Natural language region descriptions:

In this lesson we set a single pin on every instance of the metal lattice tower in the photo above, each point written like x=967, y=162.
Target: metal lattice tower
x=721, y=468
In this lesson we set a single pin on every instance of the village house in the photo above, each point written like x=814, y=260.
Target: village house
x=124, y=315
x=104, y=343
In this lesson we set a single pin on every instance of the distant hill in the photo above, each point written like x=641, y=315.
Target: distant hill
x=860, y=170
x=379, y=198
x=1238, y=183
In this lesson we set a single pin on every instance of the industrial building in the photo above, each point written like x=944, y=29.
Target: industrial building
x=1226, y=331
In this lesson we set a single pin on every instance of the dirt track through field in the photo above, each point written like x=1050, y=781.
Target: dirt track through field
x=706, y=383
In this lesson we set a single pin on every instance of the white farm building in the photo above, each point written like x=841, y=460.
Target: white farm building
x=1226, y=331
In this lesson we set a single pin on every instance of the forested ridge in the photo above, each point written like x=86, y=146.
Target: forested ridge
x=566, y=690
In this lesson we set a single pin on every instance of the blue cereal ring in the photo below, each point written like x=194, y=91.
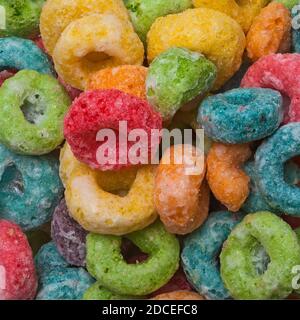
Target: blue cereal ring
x=57, y=280
x=200, y=254
x=30, y=188
x=241, y=115
x=17, y=53
x=48, y=258
x=269, y=166
x=64, y=284
x=256, y=201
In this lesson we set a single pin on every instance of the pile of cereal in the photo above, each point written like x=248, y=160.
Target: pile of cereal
x=94, y=204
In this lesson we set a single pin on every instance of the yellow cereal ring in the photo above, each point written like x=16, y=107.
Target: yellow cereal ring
x=242, y=11
x=93, y=43
x=129, y=79
x=58, y=14
x=210, y=32
x=110, y=181
x=92, y=204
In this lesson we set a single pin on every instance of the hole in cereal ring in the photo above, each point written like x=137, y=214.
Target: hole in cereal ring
x=260, y=258
x=117, y=182
x=12, y=180
x=131, y=253
x=96, y=56
x=33, y=109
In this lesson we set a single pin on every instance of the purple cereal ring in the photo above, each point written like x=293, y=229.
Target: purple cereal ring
x=68, y=236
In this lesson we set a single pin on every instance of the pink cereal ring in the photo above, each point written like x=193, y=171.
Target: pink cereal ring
x=280, y=72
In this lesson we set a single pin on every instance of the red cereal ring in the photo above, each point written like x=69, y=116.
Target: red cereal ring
x=18, y=279
x=279, y=72
x=102, y=109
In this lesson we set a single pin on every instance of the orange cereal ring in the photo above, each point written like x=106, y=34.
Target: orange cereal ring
x=179, y=295
x=129, y=79
x=181, y=198
x=243, y=11
x=270, y=32
x=58, y=14
x=228, y=182
x=93, y=43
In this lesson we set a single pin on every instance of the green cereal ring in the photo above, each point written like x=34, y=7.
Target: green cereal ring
x=176, y=77
x=20, y=17
x=32, y=110
x=98, y=292
x=106, y=263
x=237, y=268
x=144, y=12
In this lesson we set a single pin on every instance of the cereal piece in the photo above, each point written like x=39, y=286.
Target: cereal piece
x=176, y=77
x=73, y=93
x=288, y=3
x=106, y=264
x=181, y=198
x=102, y=109
x=179, y=295
x=241, y=115
x=281, y=244
x=58, y=14
x=256, y=201
x=269, y=160
x=201, y=252
x=270, y=32
x=30, y=188
x=129, y=79
x=17, y=273
x=277, y=71
x=20, y=17
x=108, y=42
x=32, y=57
x=110, y=181
x=6, y=74
x=178, y=282
x=295, y=29
x=64, y=284
x=110, y=213
x=143, y=13
x=98, y=292
x=37, y=238
x=68, y=236
x=33, y=123
x=242, y=11
x=48, y=258
x=228, y=182
x=99, y=211
x=210, y=32
x=57, y=280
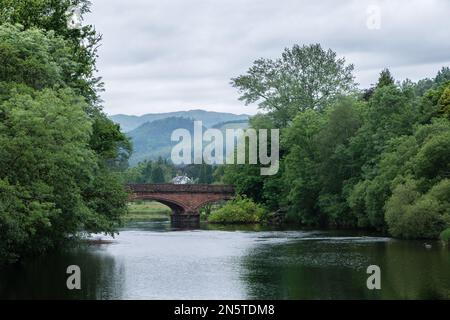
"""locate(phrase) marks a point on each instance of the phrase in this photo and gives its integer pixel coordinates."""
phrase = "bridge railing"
(168, 187)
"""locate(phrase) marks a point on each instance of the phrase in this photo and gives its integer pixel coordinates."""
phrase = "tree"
(83, 41)
(306, 77)
(157, 175)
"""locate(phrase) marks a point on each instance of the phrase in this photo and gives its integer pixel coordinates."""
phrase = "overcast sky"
(170, 55)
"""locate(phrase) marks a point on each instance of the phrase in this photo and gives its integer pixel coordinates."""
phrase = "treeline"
(376, 158)
(163, 171)
(60, 156)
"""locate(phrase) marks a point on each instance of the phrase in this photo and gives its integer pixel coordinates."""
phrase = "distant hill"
(151, 140)
(209, 118)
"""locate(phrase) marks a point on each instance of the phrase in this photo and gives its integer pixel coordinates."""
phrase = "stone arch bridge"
(185, 200)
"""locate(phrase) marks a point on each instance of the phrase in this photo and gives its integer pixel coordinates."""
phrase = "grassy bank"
(147, 210)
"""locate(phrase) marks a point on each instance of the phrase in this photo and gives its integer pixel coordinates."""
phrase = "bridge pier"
(185, 220)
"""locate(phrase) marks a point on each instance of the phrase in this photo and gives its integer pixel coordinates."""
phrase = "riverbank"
(147, 211)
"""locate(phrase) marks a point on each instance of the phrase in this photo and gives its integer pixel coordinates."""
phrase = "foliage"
(239, 210)
(410, 214)
(306, 77)
(371, 160)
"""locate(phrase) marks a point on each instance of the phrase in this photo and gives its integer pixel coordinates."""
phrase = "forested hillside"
(376, 158)
(209, 118)
(60, 155)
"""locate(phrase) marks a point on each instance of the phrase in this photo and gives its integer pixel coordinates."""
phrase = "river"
(149, 260)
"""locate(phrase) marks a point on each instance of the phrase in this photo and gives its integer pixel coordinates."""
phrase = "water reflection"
(155, 261)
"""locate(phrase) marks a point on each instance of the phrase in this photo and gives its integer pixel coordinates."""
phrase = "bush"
(445, 235)
(239, 210)
(412, 215)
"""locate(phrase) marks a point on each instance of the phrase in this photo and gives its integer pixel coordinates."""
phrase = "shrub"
(239, 210)
(445, 235)
(412, 215)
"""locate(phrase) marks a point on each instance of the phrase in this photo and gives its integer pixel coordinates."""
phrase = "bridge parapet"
(181, 188)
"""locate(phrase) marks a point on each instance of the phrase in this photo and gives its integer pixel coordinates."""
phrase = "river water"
(149, 260)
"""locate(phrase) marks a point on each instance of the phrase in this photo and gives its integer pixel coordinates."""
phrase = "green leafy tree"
(305, 77)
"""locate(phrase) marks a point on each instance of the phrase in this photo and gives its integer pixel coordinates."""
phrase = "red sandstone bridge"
(185, 200)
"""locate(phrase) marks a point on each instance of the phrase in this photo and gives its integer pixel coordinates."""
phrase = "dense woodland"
(376, 158)
(60, 156)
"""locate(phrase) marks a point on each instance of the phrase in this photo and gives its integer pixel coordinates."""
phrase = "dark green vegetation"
(147, 211)
(60, 156)
(239, 210)
(209, 118)
(445, 235)
(377, 158)
(152, 139)
(162, 171)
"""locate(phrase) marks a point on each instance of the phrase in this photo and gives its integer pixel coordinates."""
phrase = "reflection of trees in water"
(414, 272)
(327, 270)
(45, 277)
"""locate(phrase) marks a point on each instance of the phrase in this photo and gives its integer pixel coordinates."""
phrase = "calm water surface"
(150, 261)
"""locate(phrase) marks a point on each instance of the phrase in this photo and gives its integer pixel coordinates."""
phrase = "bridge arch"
(183, 199)
(175, 206)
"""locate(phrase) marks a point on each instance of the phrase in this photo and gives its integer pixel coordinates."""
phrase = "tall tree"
(305, 77)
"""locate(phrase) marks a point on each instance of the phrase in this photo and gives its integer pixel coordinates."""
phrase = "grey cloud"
(161, 55)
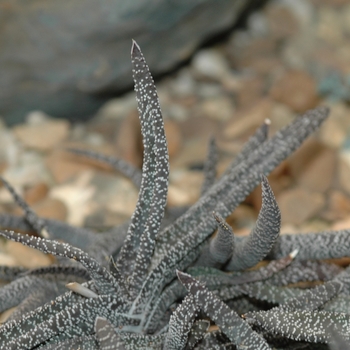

What you need to do:
Taking the entries above, write out exactly each line from the one holding "like x=641, y=315." to the one holding "like x=1050, y=781.", both included, and stop there.

Response area:
In this lesson we set a single pin on every instance of the distant hill in the photo above, each point written like x=641, y=315.
Target: distant hill
x=860, y=170
x=379, y=198
x=1238, y=183
In this lesson we set a single pin on every instance of the industrial building in the photo above, each point written like x=944, y=29.
Target: industrial building
x=1226, y=331
In this lesson we set a single pin on every instance of the dirt track through field in the photo above, each point written like x=1050, y=781.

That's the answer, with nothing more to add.